_Task to complete_
Transcribe the text about Churchill from "Further west, just" to "for European markets.".

_Provided passage_
===

Driving the few miles from the airport westward into town, one is struck by the ‘outpost’ look and feel of the Churchill area. Odd, low abandoned buildings dot the stark landscape along the two land blacktop. Drawing closer to town, the scene is typical of many small mid-continent towns of Canada and the United States.
Forget the image of little snow-covered log cabins with smoking stovepipes poking above their roofs. Most of the town’s buildings are rather plain, no-nonsense architecture of metal or composite siding, well insulated to withstand howling, frigid winter winds.
The airport highway becomes Kelsey Avenue once you’re in town, and is the main street of Churchill. Most of the town hotels and restaurants are either on Kelsey or just immediately off the road. On the north side of town, near the shore of Hudson Bay, lies the Town Complex, a modern concrete and glass structure that houses a restaurant, the high school, bowling alley, movie theater, meeting rooms, swimming pool, library and a regional health clinic for the entire region north into the Northwest Territories, now called Nunavut. Don’t overlook the little Eskimo Musuem, run by the Catholic Diocese — it’s probably one of the best repositories of Inuit art and tools anywhere.
Further west, just outside of town and along the shore of the mile-wide Churchill River, stand the great grain elevators. Surprisingly, it’s actually closer for grain farmers on the Canadian prairies to ship their products to Europe via the Port of Churchill than it is through the St. Lawrence Seaway, far to the south.
A railroad runs from Winnipeg to Churchill, across the muskeg and tundra, and carries hundreds of railcar loads of grain to the Churchill elevators. From June until October, huge ships from Europe and Russia take on the grain and head for European markets.

===

_Source material_
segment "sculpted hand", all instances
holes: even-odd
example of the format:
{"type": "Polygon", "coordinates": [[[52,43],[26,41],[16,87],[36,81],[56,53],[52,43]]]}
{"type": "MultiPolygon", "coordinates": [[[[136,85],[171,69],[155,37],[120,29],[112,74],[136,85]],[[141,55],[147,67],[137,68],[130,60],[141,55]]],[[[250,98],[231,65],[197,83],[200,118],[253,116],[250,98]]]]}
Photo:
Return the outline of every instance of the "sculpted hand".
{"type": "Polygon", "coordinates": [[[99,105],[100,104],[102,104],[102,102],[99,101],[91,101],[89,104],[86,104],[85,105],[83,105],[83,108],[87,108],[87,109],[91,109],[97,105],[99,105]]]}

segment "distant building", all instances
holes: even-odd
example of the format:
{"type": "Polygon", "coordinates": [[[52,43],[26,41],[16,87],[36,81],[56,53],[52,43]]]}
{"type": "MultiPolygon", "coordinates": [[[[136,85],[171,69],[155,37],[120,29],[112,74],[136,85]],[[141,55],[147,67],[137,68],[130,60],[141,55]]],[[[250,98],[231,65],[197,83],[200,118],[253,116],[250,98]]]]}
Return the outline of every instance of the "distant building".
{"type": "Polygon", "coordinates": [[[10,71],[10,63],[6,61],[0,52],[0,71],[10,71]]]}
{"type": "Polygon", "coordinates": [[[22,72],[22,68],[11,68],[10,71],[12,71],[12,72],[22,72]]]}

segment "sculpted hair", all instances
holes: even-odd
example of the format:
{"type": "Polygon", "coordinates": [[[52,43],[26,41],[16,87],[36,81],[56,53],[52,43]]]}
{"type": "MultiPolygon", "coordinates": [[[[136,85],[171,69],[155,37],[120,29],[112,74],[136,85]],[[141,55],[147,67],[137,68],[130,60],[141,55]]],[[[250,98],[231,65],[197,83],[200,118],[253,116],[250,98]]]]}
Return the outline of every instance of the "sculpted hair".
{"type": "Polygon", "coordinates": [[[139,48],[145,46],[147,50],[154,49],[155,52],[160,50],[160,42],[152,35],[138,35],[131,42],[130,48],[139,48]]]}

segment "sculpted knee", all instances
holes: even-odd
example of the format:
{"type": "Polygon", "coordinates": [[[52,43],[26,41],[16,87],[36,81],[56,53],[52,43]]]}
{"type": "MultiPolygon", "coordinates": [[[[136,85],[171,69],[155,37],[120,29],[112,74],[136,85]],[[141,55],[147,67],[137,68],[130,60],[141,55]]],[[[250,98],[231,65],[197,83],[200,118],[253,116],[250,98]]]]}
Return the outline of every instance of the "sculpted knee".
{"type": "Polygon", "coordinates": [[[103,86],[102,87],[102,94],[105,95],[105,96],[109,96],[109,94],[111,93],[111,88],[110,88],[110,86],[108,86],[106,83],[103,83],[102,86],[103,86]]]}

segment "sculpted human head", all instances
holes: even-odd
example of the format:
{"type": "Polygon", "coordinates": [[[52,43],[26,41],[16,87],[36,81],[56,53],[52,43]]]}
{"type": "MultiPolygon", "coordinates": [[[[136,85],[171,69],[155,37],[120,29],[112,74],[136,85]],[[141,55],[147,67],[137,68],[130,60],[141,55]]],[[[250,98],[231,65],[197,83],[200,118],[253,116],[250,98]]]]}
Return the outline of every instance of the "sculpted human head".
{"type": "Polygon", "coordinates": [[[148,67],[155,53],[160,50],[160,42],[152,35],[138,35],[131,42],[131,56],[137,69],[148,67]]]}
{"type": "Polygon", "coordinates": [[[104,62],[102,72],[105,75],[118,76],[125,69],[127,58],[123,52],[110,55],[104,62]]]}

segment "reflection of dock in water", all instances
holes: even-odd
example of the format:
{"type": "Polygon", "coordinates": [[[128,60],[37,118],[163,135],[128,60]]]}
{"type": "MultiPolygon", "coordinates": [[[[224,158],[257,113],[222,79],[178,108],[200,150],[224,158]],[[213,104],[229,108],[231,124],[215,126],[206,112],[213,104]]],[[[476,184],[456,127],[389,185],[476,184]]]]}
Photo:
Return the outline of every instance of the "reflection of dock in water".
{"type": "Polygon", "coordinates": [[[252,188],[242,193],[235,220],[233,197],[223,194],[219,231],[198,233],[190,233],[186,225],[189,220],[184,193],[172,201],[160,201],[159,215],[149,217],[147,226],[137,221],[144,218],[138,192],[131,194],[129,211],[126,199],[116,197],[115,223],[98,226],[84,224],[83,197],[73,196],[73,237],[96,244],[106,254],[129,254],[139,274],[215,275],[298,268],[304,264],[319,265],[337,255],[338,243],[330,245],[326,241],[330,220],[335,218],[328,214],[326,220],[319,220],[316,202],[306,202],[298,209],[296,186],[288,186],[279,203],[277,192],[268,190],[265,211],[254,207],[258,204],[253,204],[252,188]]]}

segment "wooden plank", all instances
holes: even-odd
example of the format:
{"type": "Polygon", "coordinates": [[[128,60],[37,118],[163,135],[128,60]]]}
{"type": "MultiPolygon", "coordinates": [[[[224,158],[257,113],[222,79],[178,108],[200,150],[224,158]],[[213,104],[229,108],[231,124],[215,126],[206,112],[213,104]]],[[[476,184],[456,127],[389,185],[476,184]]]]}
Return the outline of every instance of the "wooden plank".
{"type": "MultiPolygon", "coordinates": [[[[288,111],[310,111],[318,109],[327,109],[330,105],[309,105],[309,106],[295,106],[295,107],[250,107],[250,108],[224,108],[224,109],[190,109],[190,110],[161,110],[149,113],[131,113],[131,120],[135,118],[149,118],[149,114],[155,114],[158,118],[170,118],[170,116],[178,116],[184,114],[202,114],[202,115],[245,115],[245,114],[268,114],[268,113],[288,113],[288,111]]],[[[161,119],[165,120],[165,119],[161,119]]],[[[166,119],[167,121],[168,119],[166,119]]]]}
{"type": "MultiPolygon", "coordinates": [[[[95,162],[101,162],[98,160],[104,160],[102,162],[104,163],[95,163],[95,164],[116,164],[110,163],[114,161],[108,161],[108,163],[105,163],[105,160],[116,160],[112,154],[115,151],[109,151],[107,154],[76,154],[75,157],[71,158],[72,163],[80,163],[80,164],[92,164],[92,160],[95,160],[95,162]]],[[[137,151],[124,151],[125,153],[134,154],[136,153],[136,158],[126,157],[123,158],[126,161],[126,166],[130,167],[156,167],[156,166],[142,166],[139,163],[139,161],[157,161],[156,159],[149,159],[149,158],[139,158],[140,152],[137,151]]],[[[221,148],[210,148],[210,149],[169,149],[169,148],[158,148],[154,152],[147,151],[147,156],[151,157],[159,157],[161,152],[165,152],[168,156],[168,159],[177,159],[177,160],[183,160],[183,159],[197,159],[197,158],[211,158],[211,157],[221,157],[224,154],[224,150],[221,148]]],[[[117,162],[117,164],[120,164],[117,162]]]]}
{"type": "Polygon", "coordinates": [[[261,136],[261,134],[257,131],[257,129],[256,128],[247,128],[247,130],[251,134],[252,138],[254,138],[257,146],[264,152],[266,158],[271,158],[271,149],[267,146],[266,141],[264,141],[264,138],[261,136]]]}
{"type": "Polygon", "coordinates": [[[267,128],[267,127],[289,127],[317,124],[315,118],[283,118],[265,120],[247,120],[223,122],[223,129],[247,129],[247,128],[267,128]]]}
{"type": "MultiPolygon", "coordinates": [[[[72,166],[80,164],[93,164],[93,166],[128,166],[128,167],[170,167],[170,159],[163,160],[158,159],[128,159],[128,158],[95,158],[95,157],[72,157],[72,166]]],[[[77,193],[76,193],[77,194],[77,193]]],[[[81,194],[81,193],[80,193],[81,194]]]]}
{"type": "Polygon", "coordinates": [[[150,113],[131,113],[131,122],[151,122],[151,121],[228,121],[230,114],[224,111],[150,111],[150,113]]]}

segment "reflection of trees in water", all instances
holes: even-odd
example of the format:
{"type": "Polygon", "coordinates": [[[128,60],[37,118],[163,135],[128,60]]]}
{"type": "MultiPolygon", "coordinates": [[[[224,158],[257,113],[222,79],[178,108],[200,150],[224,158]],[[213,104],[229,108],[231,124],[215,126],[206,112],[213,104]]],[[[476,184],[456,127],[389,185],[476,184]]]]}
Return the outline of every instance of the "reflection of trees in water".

===

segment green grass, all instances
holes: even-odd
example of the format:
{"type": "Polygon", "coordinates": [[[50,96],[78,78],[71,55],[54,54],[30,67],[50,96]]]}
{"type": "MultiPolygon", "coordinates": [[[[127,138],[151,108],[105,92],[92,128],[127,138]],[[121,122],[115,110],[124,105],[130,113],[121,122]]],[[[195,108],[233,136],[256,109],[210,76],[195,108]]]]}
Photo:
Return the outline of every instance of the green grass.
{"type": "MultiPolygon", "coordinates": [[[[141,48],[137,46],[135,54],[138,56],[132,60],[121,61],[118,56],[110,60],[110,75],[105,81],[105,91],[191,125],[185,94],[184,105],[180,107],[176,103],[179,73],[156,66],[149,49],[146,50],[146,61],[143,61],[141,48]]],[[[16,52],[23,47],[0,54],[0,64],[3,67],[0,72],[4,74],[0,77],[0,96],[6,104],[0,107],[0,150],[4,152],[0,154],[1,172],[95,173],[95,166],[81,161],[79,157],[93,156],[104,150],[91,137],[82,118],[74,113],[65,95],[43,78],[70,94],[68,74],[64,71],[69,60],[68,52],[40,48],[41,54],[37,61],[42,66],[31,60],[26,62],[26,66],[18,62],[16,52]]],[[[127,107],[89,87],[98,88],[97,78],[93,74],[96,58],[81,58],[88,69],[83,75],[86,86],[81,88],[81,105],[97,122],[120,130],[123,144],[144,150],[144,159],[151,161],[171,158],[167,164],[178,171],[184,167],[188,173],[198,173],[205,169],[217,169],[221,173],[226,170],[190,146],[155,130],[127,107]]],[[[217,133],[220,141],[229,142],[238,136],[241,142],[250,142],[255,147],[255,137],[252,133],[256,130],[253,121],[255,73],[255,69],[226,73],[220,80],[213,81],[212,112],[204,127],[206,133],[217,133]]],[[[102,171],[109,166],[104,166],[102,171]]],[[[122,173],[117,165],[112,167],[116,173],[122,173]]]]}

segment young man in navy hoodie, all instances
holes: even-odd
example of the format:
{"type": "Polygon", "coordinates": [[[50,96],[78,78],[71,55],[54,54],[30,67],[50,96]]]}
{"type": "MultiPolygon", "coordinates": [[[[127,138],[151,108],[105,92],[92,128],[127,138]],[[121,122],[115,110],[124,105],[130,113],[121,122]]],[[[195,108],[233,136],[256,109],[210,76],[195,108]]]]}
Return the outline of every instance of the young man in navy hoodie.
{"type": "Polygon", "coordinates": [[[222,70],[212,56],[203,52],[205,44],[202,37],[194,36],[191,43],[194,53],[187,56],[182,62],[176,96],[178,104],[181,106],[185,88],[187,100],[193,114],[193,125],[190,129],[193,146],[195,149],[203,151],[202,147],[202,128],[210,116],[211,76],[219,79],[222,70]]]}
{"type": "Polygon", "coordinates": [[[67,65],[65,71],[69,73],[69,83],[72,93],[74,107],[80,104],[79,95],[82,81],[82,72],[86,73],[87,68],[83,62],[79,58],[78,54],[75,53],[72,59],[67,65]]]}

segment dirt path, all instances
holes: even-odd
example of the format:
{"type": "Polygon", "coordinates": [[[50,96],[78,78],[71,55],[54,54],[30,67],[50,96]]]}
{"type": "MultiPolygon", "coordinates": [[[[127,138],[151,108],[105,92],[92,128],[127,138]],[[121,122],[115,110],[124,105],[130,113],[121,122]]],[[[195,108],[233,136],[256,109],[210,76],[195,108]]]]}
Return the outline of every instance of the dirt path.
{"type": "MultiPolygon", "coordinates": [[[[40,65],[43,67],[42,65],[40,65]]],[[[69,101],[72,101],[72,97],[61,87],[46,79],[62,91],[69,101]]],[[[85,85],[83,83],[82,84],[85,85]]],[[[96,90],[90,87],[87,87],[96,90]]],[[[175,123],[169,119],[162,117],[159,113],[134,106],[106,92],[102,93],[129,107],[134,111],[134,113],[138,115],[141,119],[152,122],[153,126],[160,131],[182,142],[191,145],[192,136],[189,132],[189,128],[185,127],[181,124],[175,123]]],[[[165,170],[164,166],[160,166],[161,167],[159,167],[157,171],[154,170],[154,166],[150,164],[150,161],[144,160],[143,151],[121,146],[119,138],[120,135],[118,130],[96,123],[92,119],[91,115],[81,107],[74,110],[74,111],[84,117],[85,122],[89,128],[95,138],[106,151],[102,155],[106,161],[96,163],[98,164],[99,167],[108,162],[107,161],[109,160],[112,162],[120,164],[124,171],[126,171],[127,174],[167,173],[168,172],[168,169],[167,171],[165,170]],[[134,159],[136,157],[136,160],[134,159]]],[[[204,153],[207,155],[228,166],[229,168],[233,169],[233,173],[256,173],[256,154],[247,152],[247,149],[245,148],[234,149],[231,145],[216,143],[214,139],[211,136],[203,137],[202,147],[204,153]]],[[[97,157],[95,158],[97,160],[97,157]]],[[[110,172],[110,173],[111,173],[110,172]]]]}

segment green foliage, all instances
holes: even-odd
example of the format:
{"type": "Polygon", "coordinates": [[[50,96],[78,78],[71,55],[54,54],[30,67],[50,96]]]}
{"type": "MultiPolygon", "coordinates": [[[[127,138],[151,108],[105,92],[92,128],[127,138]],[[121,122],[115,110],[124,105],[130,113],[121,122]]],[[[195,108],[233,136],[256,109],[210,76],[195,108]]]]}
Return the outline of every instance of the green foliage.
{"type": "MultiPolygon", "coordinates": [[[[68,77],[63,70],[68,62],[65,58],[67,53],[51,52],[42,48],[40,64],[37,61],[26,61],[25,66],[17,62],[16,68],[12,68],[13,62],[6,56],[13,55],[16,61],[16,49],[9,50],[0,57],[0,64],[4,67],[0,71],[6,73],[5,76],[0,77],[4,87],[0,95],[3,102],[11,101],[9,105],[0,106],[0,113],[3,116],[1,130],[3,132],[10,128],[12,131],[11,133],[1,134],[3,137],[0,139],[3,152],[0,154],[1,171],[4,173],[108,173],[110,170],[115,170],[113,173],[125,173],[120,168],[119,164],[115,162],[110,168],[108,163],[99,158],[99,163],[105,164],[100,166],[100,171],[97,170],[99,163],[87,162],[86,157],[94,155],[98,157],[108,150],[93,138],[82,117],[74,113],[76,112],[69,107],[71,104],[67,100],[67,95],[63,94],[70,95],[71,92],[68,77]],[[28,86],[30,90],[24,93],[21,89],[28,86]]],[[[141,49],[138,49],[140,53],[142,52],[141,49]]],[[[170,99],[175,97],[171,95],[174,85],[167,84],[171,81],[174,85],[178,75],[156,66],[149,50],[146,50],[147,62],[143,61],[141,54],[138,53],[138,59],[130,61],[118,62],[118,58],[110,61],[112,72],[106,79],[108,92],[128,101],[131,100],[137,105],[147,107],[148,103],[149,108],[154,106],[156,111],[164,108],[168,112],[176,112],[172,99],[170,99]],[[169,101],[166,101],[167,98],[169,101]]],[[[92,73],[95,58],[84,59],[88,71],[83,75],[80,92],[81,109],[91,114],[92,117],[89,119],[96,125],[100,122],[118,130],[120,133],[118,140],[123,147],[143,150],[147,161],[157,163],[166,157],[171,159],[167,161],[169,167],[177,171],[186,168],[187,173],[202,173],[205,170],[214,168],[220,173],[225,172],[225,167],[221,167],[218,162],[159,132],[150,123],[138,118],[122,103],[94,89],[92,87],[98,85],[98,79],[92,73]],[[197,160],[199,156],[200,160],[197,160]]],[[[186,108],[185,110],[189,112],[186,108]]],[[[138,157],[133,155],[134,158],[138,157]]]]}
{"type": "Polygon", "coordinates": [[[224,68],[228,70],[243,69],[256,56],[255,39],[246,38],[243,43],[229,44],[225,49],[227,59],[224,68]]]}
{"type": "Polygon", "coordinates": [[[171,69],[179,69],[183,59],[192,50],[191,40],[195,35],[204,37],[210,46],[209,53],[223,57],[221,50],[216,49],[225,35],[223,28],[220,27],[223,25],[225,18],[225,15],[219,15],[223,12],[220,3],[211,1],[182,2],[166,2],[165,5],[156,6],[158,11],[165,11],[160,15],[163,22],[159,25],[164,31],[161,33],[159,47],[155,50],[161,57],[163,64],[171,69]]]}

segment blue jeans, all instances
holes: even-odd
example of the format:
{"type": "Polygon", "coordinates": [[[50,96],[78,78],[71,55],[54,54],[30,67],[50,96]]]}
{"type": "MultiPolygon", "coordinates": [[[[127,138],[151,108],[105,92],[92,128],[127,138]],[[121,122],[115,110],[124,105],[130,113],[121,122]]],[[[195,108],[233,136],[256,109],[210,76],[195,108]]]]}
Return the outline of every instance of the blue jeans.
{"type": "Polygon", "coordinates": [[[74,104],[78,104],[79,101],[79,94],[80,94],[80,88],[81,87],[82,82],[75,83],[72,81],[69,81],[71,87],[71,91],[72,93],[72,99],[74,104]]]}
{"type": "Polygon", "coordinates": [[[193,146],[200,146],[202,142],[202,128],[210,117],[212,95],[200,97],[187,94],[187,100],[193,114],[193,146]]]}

===

_Answer to the problem_
Further west, just outside of town and along the shore of the mile-wide Churchill River, stand the great grain elevators. Surprisingly, it’s actually closer for grain farmers on the Canadian prairies to ship their products to Europe via the Port of Churchill than it is through the St. Lawrence Seaway, far to the south.
A railroad runs from Winnipeg to Churchill, across the muskeg and tundra, and carries hundreds of railcar loads of grain to the Churchill elevators. From June until October, huge ships from Europe and Russia take on the grain and head for European markets.